DESCRIPTION OF THE TASK -
Without any omission, reproduce the records that follow.

(EXTRACTED MATERIAL)

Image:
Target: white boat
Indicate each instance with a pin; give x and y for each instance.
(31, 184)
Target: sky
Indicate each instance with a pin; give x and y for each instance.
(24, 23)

(End EXTRACTED MATERIAL)

SOLUTION FOR THIS PROBLEM -
Image:
Target: white boat
Indicate each instance with a pin; give x and y for each instance.
(31, 184)
Target: sky
Indicate each instance with a pin; give x and y for each instance.
(24, 23)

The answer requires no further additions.